Detection annotation records
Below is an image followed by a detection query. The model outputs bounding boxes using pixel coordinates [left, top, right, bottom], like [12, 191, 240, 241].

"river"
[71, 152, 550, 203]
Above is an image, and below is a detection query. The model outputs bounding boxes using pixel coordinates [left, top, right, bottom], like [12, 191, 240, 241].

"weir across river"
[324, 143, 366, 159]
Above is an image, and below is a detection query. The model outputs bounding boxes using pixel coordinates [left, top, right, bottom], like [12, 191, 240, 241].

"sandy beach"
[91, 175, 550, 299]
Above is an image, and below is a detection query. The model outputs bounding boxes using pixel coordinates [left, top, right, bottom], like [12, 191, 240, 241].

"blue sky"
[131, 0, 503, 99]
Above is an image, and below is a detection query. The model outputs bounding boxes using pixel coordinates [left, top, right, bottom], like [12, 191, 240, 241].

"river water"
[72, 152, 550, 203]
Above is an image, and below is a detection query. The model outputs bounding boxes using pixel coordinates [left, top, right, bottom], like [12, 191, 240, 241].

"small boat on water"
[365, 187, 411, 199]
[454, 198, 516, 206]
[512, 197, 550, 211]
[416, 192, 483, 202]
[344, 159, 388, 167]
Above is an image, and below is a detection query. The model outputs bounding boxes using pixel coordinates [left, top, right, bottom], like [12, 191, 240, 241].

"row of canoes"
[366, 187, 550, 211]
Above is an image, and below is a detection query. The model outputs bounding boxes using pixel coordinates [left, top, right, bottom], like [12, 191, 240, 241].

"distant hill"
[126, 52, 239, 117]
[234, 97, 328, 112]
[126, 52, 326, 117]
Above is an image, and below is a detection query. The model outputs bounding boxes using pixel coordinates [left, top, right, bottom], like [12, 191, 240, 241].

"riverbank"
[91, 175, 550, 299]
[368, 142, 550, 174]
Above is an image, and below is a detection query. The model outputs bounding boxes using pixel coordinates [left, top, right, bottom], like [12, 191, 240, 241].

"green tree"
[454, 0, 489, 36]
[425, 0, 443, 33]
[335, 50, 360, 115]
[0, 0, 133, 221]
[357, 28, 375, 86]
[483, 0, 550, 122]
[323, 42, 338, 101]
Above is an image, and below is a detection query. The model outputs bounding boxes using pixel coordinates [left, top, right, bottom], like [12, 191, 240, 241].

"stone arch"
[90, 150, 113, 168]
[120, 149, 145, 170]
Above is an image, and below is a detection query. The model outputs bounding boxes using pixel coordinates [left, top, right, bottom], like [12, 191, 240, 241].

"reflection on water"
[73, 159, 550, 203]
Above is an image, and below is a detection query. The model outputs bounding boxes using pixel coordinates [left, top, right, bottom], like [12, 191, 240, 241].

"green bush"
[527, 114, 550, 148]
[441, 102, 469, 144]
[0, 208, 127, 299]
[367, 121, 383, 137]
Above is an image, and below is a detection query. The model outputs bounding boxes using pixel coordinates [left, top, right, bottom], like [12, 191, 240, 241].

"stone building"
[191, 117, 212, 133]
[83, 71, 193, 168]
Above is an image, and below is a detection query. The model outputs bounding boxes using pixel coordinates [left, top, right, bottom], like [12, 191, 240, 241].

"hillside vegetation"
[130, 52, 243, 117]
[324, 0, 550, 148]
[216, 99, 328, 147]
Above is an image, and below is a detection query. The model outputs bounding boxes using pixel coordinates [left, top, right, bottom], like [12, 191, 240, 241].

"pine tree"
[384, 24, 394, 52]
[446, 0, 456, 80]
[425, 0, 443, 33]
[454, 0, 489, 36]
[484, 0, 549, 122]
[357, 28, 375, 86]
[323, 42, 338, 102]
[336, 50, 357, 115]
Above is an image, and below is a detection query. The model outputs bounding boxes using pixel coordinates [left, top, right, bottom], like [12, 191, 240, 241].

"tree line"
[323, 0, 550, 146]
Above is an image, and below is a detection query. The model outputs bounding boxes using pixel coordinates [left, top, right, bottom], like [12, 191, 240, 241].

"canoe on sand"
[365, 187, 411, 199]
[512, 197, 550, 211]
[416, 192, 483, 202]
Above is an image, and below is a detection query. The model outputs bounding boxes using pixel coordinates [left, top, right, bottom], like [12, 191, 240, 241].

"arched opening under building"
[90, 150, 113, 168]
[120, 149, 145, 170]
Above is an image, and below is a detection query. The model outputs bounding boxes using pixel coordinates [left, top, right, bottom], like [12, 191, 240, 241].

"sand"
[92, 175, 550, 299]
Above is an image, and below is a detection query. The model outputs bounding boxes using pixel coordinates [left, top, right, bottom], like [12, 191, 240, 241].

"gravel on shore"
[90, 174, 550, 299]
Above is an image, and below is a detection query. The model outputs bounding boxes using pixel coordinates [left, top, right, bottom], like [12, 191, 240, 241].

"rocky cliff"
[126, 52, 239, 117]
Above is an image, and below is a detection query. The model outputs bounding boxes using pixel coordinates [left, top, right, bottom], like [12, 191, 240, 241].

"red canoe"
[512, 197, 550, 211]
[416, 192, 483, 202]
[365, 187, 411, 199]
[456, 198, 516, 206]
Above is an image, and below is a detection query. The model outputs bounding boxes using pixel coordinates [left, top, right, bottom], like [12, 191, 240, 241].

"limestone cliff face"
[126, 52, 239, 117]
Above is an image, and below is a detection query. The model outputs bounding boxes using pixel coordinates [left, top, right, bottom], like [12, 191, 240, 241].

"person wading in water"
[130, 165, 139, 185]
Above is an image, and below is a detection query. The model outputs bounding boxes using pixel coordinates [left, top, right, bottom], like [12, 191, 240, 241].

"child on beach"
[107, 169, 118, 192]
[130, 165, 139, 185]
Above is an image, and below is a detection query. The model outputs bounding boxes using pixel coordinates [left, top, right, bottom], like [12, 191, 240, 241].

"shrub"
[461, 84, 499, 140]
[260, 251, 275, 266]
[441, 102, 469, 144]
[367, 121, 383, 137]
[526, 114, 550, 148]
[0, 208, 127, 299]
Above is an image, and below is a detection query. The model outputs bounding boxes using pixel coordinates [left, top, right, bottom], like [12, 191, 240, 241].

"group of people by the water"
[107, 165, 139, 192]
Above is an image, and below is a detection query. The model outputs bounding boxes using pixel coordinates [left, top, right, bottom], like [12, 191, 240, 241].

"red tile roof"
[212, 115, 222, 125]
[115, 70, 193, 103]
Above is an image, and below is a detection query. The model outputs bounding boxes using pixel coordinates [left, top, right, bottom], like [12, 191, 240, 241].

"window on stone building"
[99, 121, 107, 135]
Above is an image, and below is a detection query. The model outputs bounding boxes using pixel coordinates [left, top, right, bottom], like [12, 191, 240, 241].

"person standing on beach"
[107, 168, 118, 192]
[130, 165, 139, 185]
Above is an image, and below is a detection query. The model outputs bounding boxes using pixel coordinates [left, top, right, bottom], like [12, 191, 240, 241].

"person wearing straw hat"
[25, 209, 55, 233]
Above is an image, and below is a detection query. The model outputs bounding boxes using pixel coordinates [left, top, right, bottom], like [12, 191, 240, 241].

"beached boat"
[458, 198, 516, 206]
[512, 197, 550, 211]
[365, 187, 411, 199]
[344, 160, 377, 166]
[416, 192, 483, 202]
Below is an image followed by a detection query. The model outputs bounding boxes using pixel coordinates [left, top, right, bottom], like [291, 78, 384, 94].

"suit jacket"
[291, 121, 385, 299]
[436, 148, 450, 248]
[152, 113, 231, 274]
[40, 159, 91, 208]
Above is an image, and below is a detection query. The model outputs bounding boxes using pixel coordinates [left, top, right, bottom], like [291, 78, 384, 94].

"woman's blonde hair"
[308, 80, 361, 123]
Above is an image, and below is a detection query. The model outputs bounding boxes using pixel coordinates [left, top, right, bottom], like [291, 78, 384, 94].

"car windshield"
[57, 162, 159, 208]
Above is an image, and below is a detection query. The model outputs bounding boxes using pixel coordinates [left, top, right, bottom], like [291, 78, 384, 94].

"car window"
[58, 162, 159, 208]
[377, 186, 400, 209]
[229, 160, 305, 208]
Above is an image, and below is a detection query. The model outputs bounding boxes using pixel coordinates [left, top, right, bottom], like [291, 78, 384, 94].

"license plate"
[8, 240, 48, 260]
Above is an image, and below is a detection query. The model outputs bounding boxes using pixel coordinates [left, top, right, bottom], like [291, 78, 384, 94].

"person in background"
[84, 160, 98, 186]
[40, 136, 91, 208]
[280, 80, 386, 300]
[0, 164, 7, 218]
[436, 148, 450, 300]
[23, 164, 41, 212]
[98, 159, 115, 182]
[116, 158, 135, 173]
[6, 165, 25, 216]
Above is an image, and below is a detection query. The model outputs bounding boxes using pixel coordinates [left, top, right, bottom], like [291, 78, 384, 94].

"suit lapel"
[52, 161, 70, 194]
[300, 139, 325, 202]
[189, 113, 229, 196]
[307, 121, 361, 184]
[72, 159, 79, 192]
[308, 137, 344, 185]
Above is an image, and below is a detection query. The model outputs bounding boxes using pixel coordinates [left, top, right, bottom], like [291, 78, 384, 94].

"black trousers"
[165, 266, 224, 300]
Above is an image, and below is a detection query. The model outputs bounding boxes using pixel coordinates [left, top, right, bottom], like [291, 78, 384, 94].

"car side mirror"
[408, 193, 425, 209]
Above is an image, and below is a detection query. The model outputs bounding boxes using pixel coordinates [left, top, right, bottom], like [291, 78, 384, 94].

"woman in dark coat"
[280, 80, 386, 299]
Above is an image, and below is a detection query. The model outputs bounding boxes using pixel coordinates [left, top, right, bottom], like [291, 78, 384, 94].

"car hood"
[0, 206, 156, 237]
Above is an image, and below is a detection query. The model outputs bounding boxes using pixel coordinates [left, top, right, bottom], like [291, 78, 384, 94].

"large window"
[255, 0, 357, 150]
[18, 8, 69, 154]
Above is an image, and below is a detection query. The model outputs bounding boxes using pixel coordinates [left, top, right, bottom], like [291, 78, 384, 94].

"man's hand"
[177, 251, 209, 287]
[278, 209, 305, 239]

CHALLENGE: Express the lines from the start of the records through the line containing "[72, 152, 550, 203]" as a two-column CSV with the columns "text" and "answer". Put each text and its answer together in one row, with each field in quotation marks and line breaks replaced by spaces.

FULL SOLUTION:
text,answer
"Below is an image followed by a detection query. The model outputs bounding boxes using pixel coordinates [left, top, right, bottom], like [12, 191, 240, 241]. ""river""","[71, 152, 550, 203]"
"Above is an image, and below is a detection query. The model outputs bounding boxes using pixel coordinates [left, top, right, bottom], like [12, 191, 240, 241]. ""weir across river""","[324, 143, 366, 159]"
"Above is an image, and below is a detection query. The model outputs bounding boxes using pixel coordinates [left, top, right, bottom], like [12, 191, 240, 241]. ""sandy beach""","[91, 175, 550, 299]"
"Above is an image, and below is a detection query. The model outputs bounding boxes using pixel coordinates [left, top, right, bottom], like [12, 191, 240, 241]. ""blue sky""","[131, 0, 503, 99]"
"Above is an image, and below is a detection query. The model outputs bounding boxes using pixel coordinates [left, top, right, bottom], like [12, 191, 240, 241]. ""river water""","[72, 152, 550, 203]"